▸ **Task item**: Starting at the line that contains "Tag every instance of the woven", return every line through the end of the data exactly, without pictures.

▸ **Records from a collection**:

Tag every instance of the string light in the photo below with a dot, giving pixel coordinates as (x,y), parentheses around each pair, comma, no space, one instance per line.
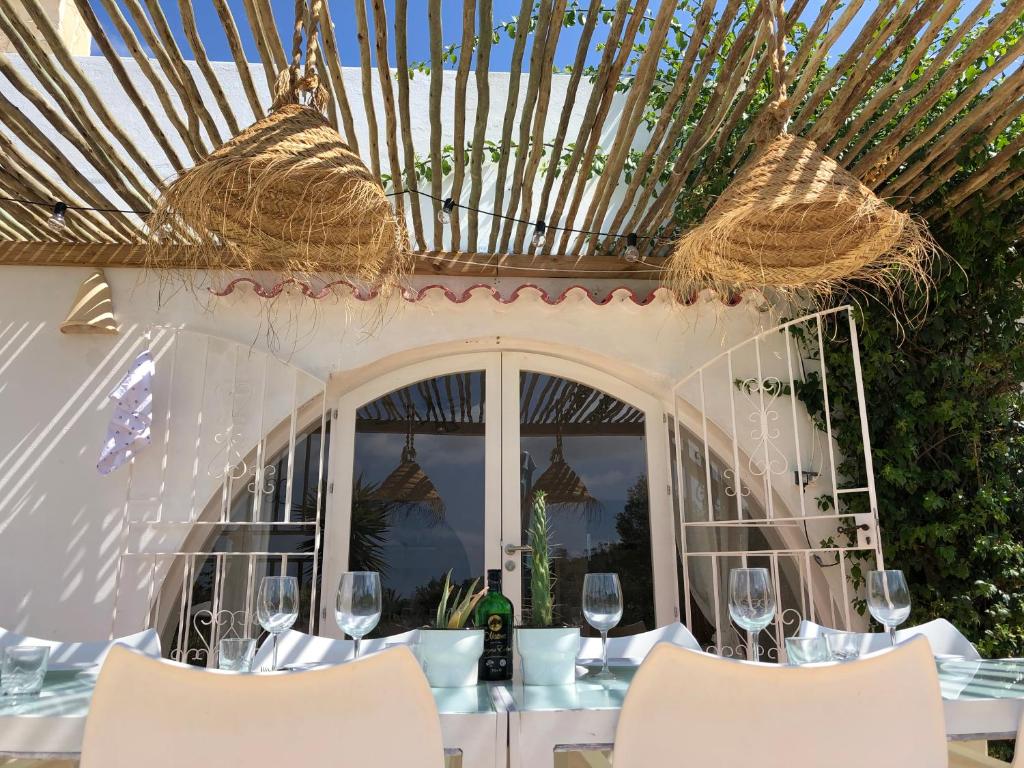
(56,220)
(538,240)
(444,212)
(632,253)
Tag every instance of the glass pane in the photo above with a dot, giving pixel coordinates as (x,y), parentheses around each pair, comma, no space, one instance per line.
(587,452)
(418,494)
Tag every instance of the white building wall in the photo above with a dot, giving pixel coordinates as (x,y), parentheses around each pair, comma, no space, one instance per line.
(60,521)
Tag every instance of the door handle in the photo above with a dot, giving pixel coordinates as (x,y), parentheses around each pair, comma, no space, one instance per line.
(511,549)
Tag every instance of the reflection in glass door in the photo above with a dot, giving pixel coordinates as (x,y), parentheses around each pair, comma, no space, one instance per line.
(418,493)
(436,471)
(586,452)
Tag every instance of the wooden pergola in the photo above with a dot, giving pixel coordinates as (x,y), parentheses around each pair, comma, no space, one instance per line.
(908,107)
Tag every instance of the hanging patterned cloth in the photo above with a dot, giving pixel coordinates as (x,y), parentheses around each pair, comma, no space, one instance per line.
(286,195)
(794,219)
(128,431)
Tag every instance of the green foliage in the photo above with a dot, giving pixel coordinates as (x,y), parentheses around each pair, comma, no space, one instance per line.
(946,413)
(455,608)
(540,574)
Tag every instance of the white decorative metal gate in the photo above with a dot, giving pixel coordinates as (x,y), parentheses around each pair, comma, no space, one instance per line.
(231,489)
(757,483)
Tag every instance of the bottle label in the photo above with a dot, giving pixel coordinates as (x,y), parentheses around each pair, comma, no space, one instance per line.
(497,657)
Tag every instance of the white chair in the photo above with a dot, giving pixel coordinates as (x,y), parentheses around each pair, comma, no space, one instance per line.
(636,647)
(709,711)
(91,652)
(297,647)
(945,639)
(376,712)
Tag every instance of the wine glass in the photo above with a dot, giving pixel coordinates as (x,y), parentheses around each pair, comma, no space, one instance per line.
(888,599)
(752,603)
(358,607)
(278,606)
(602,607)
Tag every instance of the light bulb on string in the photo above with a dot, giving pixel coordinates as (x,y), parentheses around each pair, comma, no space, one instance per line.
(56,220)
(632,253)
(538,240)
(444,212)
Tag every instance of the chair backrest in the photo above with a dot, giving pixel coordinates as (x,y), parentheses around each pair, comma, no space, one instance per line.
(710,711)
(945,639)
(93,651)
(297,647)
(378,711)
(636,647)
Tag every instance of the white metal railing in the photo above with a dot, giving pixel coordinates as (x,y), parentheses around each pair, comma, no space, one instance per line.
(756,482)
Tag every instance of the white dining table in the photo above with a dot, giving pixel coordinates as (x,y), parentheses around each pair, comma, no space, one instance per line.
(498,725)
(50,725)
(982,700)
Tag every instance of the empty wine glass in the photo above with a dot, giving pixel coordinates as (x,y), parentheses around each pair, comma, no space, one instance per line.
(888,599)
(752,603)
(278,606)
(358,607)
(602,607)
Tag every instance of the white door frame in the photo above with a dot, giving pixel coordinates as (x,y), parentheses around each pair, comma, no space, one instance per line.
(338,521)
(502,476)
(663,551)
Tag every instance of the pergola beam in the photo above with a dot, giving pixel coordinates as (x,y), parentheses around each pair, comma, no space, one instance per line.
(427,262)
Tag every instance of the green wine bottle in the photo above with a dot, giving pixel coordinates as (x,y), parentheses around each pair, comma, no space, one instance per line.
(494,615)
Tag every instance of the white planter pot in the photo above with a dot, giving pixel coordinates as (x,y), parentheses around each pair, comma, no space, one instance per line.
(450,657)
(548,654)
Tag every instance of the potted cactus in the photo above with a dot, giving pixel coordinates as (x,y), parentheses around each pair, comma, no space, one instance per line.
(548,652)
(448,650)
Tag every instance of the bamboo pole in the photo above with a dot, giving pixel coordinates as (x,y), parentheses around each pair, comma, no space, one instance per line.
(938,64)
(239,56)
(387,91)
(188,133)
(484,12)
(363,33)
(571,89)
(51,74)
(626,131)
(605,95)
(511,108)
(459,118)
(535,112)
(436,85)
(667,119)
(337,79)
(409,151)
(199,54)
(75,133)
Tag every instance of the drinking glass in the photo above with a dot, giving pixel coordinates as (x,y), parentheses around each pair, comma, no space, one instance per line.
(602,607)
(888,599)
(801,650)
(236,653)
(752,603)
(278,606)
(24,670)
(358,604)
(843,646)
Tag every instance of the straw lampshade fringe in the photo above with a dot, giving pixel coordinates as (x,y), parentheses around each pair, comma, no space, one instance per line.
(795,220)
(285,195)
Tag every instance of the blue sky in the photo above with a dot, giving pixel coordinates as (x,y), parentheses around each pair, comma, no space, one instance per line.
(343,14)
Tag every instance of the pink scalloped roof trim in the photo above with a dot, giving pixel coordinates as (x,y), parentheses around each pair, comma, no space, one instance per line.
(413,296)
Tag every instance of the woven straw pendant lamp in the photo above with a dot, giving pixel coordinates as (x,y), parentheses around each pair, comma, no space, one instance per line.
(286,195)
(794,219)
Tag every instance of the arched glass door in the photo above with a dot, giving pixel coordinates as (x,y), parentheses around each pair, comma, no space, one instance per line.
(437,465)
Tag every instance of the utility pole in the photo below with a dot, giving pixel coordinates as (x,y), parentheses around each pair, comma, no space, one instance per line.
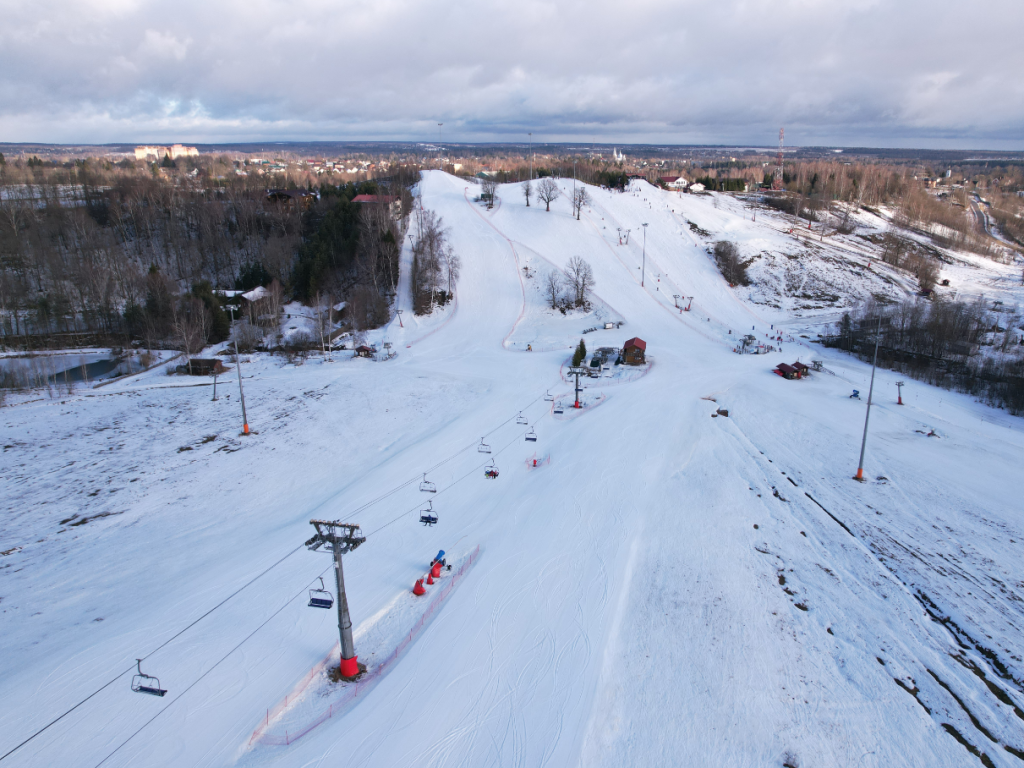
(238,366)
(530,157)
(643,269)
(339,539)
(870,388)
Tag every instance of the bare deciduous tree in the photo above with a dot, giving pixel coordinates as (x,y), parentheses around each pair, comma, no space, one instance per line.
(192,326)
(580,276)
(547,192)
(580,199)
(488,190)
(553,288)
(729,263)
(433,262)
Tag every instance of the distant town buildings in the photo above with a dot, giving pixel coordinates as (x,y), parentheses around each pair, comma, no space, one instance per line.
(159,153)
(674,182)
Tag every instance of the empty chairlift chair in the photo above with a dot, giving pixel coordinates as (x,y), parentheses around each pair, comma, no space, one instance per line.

▸ **Exercise output**:
Tag every instance of the woven straw pendant lamp in the photo above with a dot, giving pixel coordinates as (x,y), parentheses around each pair, comma, no space, one instance per line.
(286,195)
(794,219)
Tag every instance of the arched glass door in the photo above with a dot, giving pixel coordinates as (x,y), parentheses around each pair, comma, no space, one instance per line.
(437,465)
Tag every instance of the utility pole in the photo below with a dot, giving pixel coordinates as (x,y), parentheses around each pair, comma, no space, one instance per line.
(238,366)
(530,157)
(643,269)
(339,539)
(870,388)
Tag every instance of the bare deciduous tree in the photo above with a dot, giving pixel coordinates as (x,y), parentheses around each pair, comma, no space, one instance per line.
(192,326)
(580,276)
(547,192)
(580,199)
(488,190)
(553,288)
(729,263)
(433,262)
Tag every instance of the distant town buildings in the photo above with a dot, giving pixel coordinates as (x,y), parentheses around each pair, comma, no space, one instance per line.
(159,153)
(674,182)
Tag every instance of the empty chairlift chair in the photo above with a dot, giving pixel coordinates as (x,y), parentheses around each pair, comma, no space, one instance per line.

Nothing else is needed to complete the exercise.